> [THE REQUEST] List every ingredient in the recipe that the turtle candy post reprints, with the amount given for each.

Monday, May 13, 2013

Mother's Day Edition Part Two: Just the Turtles

Before I dive in, here's an explanatory photo which explains the lighting issues with my food shots:
As you can see, our kitchen area has super bright, super directional spotlights. This makes it very difficult to take good food pictures! And it makes the rest of the apartment feel darker because, you know, the light is so concentrated to specific areas. We have floor lamps which do provide some relief.

Moving on!

Turtles, as we all know, are candies made from pecans, chewy caramel, and chocolate. The pecans are usually arranged in an overlapping asterisk sort of pattern, the caramel is spooned overtop, then chocolate coats the whole shebang. The resulting shape resembles a turtle (smooth back, small pecan/caramel "feet" around the edges). We chose to make smaller turtles because they're such dense treats. Honestly, I think turtles made with 4-5 pecans (as is standard) are sort of a meal on their own. I also like the idea of making a lot of small turtles rather than a few large ones. Easier for sharing, yes?

We worked off Emeril Lagasse's recipe from the Food Network, reprinted below:

4 tablespoons butter
3/4 pound (3.5 cups) halved pecans, toasted
1 cup evaporated milk
1 cup light corn syrup
1 cup sugar
1 teaspoon vanilla
1/2 pound bittersweet or semisweet chocolate, chopped. (A bar, rather than chips, is best.)

> [MATERIAL SUPPLIED]

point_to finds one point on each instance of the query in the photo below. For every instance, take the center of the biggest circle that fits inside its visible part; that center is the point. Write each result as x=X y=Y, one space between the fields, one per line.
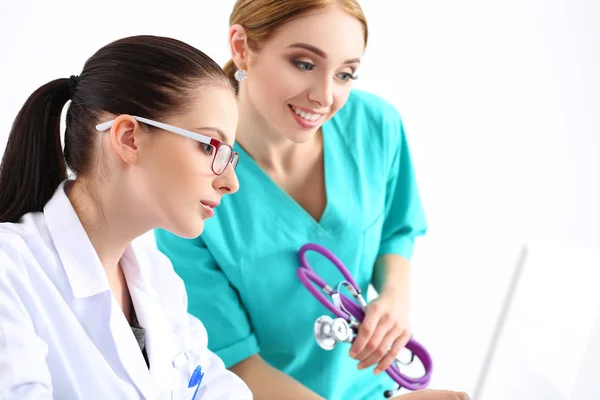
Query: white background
x=501 y=102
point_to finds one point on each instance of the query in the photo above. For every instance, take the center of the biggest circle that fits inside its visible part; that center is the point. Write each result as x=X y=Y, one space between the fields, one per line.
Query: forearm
x=268 y=383
x=391 y=275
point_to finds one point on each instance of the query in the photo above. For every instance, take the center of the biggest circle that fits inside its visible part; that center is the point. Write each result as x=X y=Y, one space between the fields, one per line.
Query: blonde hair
x=261 y=18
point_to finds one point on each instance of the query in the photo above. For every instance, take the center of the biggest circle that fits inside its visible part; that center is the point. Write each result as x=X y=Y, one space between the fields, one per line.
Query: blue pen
x=196 y=379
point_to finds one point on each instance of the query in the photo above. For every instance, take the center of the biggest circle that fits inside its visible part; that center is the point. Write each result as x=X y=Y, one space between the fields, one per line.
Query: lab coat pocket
x=183 y=377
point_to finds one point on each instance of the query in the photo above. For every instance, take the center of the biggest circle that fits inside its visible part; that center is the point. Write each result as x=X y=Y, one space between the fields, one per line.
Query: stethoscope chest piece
x=324 y=332
x=329 y=331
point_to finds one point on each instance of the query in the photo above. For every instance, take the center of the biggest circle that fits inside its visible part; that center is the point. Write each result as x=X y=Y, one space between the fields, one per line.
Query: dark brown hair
x=147 y=76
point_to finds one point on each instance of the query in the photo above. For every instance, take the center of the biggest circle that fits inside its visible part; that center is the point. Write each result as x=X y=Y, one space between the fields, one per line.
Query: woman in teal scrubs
x=319 y=162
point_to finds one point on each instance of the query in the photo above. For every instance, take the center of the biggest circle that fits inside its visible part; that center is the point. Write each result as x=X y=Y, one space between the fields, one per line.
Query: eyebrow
x=219 y=132
x=320 y=52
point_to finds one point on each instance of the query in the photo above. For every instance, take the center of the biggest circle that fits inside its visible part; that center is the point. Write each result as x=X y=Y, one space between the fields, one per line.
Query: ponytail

> [THE SOLUTION]
- 4 tablespoons butter
- 3/4 pound (3.5 cups) halved pecans, toasted
- 1 cup evaporated milk
- 1 cup light corn syrup
- 1 cup sugar
- 1 teaspoon vanilla
- 1/2 pound bittersweet or semisweet chocolate, chopped